TASK OBJECTIVE – Could you copy out, word for word, every row from the one containing "Locate the beach." down to the final row, including both?
::: EXCERPTED RECORDS :::
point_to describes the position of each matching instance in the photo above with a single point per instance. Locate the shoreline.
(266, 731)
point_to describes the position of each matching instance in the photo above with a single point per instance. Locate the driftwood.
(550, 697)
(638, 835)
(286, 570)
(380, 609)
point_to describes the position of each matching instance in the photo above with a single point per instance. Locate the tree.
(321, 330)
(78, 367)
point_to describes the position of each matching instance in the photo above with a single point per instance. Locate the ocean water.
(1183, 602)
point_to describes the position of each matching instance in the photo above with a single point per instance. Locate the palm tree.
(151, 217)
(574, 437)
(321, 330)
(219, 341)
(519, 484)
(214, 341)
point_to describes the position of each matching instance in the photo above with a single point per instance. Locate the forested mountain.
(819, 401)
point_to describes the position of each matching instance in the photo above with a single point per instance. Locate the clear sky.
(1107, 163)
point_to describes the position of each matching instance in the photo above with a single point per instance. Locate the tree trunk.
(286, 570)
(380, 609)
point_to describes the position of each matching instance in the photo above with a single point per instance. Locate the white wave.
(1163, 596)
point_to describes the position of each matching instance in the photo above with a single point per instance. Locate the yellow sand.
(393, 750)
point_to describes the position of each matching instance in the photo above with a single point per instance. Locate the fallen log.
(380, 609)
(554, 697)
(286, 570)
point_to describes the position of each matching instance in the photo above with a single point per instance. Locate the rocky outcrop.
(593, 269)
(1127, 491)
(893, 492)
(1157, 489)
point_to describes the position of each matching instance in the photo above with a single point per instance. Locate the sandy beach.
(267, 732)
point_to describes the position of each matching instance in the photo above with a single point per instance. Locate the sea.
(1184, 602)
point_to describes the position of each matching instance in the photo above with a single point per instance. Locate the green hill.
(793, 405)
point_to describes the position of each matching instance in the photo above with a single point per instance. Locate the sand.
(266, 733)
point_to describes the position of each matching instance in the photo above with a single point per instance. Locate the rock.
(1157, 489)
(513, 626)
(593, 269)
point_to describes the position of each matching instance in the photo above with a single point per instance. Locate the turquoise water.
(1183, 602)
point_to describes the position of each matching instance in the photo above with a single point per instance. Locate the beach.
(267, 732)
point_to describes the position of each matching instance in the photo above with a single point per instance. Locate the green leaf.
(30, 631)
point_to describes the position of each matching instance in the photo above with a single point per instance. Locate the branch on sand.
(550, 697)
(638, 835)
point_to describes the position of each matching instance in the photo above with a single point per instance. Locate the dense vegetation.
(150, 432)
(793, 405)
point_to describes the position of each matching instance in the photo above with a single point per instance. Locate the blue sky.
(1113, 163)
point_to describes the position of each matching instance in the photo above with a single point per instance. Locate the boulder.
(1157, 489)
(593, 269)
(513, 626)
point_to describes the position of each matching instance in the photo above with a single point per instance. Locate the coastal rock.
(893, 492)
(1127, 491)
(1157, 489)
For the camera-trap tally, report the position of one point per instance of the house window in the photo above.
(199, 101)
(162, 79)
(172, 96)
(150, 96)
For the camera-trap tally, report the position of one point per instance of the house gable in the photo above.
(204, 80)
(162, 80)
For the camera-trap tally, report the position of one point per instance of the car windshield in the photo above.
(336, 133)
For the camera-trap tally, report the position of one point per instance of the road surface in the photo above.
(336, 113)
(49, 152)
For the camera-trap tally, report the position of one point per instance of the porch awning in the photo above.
:::
ANSWER IN FULL –
point_to describes the position of each matching instance in the photo above with a single point per instance. Locate the beach.
(267, 732)
point_to describes the position of each matching instance in the photo above with a single point per instance. Locate the green leaf.
(30, 631)
point_to describes the position of each matching instance in the photo above with a single point per instance. Locate the branch on sand.
(550, 697)
(638, 835)
point_to describes the position of each matching instance in the photo above with a single point per instance. Locate the dense vegetation.
(150, 432)
(793, 405)
point_to describes the position of each matching instance in the photo above with a single point per instance. Locate the blue sky.
(1113, 163)
point_to describes the position of each matching instance in the photo above with a single point per instance. Locate the boulder.
(1157, 489)
(593, 269)
(513, 626)
point_to describes the position of each matching instance in the photo above with a single point per instance. Locate the coastal rock.
(893, 492)
(1127, 491)
(1157, 489)
For the camera-trap tally, report the position of one point per instance of the house window in the photo above.
(199, 101)
(162, 79)
(172, 96)
(150, 96)
For the camera-trap tally, report the position of one point per instance of the house gable in the photo above.
(204, 80)
(162, 80)
For the camera-trap tally, report the position of one point per instance of the car windshield in the photo above.
(336, 133)
For the camera-trap tally, report the position of one point per instance of the road surface in the photo above.
(336, 113)
(49, 152)
For the camera-trap tally, report the position of one point per instance of the porch awning in the photo above.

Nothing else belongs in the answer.